STATED PROBLEM: Do statements (a) through (c) agree with the passage below on the American Rhododendron Society's awards? Answer each with yes or no and quote the deciding words. (a) The society was founded in Portland, Oregon, in 1945. (b) The ARS president and Board of Directors choose the Gold and Silver medal recipients. (c) Each ARS chapter may award the Bronze Medal Award to honor one of its members.

JARS v57n4 - The ARS Gold and Silver Medal Who's Who and Their Associated Hybrids, Part 1
The ARS Gold and Silver Medal Who's Who
and Their Associated Hybrids, Part 1
Clive L. Justice
Vancouver, British Columbia, Canada
Over the years since the founding in Portland, Oregon, in 1945, the American Rhododendron Society has recognized its members and some non-members who have made more than the usual contributions to the work of the Society and/or the development and understanding of the genus Rhododendron as plants, both species and hybrids, for the garden. There are four awards given by the ARS: the Pioneer Achievement Award, and the Gold, Silver and Bronze medal awards. Each ARS chapter is entitled to award the Bronze Medal Award to honor one of its members. Many Bronze Medals have been awarded by ARS chapters and recorded by being published regularly in the ARS Journal. The Pioneer Achievement Award recipients are chosen by the ARS president and the ARS Board of Directors. The Gold and Silver medals recipients are chosen by the ARS Honors Committee.

ENTRIES PROVIDED:
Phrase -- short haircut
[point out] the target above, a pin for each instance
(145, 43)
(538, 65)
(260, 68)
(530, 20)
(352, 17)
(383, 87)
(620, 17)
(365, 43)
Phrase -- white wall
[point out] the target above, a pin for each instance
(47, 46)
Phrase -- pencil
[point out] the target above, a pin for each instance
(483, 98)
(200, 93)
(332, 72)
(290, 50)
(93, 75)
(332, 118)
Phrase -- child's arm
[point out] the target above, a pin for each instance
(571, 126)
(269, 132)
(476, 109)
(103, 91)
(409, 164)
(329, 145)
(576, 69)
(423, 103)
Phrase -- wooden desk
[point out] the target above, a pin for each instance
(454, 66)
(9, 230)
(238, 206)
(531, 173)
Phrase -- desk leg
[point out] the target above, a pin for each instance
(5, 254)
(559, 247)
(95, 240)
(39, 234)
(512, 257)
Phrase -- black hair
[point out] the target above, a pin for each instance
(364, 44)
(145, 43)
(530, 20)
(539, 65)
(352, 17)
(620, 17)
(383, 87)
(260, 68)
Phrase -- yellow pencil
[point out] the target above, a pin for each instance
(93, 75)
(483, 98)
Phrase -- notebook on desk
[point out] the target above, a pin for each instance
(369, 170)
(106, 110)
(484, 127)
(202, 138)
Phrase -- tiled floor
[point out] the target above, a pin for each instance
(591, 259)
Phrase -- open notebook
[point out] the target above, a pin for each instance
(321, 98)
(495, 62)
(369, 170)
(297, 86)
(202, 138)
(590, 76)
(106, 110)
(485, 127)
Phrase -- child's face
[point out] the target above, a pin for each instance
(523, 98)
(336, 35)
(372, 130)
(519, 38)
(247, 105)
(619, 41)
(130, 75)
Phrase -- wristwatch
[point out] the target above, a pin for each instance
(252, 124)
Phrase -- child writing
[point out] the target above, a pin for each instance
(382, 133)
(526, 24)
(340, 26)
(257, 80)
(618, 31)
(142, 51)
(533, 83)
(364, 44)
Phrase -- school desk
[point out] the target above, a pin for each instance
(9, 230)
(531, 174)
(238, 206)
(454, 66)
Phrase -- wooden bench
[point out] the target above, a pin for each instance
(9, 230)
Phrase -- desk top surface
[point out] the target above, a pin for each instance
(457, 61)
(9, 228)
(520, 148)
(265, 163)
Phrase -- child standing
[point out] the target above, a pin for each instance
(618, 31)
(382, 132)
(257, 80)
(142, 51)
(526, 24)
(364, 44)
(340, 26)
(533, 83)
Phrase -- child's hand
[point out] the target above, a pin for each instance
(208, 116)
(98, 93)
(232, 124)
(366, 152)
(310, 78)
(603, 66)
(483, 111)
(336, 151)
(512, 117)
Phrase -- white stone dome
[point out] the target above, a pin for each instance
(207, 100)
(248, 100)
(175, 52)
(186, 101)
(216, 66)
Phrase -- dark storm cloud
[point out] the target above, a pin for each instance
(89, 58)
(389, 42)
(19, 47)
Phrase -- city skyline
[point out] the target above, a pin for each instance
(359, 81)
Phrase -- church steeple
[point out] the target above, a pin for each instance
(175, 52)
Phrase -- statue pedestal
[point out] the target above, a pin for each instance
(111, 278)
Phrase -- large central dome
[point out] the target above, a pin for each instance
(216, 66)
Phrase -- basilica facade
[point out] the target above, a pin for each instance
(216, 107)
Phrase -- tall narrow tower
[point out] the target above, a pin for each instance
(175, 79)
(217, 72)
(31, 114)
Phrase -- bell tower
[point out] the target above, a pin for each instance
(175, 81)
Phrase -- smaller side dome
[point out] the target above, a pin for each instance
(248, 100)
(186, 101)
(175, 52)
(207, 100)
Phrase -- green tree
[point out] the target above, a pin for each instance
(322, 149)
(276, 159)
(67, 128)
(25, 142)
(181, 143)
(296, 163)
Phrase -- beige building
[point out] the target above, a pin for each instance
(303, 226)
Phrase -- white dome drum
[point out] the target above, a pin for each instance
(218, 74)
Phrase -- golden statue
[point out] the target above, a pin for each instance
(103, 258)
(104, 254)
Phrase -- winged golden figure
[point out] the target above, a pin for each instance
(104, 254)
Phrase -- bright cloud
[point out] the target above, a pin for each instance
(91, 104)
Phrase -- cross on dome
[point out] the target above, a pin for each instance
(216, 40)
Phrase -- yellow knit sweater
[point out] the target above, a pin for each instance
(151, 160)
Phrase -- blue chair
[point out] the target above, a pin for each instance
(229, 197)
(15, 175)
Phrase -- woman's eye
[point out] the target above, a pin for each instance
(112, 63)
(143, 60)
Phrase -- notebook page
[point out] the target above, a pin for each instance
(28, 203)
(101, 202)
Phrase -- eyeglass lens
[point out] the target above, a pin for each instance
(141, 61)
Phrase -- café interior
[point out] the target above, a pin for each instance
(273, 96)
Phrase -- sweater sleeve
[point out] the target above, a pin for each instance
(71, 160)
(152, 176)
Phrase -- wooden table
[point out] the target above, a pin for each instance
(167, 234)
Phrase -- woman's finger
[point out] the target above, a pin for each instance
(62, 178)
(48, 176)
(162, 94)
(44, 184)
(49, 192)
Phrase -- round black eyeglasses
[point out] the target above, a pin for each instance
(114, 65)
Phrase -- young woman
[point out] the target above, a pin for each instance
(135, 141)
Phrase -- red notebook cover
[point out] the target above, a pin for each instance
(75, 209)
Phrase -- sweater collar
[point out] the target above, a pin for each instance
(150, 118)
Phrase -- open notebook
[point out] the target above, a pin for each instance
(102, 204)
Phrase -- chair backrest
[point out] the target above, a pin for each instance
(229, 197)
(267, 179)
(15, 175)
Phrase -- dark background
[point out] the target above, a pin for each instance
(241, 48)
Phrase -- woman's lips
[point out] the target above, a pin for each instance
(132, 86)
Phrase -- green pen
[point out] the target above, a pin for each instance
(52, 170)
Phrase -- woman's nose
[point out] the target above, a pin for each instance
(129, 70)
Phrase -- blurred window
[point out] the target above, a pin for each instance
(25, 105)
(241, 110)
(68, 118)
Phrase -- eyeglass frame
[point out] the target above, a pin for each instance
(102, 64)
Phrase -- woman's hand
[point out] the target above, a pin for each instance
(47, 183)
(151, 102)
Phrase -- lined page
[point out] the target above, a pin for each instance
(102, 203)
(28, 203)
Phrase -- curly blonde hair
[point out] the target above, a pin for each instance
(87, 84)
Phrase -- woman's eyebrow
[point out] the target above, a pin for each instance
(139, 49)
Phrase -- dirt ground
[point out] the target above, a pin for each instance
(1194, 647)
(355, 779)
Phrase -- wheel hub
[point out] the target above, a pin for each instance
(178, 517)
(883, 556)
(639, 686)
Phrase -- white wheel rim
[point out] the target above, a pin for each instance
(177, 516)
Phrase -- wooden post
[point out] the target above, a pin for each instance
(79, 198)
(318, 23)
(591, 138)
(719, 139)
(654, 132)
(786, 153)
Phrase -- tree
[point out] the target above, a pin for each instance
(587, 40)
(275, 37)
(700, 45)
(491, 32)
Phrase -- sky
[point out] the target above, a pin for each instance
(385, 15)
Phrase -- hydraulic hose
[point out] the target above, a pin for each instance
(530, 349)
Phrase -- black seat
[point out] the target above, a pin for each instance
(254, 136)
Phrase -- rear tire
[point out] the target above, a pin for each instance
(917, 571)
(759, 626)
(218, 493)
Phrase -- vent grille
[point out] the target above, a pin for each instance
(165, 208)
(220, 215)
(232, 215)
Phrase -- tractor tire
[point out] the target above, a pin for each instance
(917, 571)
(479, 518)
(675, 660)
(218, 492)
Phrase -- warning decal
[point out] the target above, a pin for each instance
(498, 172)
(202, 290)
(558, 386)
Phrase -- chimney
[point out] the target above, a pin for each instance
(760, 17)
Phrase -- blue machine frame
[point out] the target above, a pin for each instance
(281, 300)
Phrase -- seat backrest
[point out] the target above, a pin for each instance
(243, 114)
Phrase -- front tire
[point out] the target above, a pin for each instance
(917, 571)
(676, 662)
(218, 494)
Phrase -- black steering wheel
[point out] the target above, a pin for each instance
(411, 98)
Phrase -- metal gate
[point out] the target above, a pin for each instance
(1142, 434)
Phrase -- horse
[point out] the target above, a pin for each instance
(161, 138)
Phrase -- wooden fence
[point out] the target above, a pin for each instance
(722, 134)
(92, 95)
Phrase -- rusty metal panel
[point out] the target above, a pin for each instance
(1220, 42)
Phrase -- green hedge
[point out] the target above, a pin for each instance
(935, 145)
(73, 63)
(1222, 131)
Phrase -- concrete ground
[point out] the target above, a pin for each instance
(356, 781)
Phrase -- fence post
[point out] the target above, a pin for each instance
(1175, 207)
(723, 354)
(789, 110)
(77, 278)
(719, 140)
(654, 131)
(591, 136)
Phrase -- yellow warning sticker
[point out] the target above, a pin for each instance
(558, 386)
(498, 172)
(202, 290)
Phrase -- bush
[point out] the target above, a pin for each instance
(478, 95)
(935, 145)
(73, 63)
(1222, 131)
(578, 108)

PROBLEM SOLUTION:
(a) Yes: "since the founding in Portland, Oregon, in 1945"
(b) No: "The Gold and Silver medals recipients are chosen by the ARS Honors Committee."
(c) Yes: "Each ARS chapter is entitled to award the Bronze Medal Award to honor one of its members."